Task brief: Copy out the rows from their beginning through the line containing "252L439 250L438 244L430", leaving out the pictures.

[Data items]
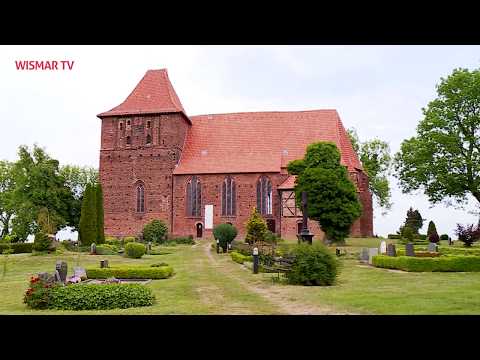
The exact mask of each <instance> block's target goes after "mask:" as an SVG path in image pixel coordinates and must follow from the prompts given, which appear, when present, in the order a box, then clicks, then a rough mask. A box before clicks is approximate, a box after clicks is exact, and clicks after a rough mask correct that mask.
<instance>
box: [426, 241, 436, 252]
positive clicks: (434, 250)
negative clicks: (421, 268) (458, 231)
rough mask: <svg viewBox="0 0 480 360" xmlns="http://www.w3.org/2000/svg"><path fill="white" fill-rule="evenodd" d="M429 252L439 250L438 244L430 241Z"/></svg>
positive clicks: (429, 243)
mask: <svg viewBox="0 0 480 360" xmlns="http://www.w3.org/2000/svg"><path fill="white" fill-rule="evenodd" d="M428 252H438V247H437V244H435V243H429V244H428Z"/></svg>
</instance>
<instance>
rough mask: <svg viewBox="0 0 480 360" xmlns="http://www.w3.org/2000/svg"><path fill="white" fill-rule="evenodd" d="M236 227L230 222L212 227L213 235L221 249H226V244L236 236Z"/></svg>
mask: <svg viewBox="0 0 480 360" xmlns="http://www.w3.org/2000/svg"><path fill="white" fill-rule="evenodd" d="M237 233H238V232H237V229H236V228H235V226H233V225H230V224H220V225H217V226H215V228H214V229H213V236H214V237H215V239H216V240H218V241H219V245H220V246H221V247H222V248H223V251H226V250H227V245H228V244H229V243H231V242H232V241H233V239H235V237H236V236H237Z"/></svg>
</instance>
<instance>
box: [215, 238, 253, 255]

Exercise output:
The exact mask of each <instance> block's target goes after "mask:" as an SVG path in image pixel coordinates and must follow from the prompts given, which appear, when present, in the order a box, then clicks, then a rough mask. A box before clicks is approximate, a box after clicks is exact, and clicks after a rough mask correct that mask.
<instance>
box: [426, 241, 436, 252]
positive clicks: (434, 250)
negative clicks: (421, 268) (458, 231)
rough mask: <svg viewBox="0 0 480 360" xmlns="http://www.w3.org/2000/svg"><path fill="white" fill-rule="evenodd" d="M429 252L439 250L438 244L430 241Z"/></svg>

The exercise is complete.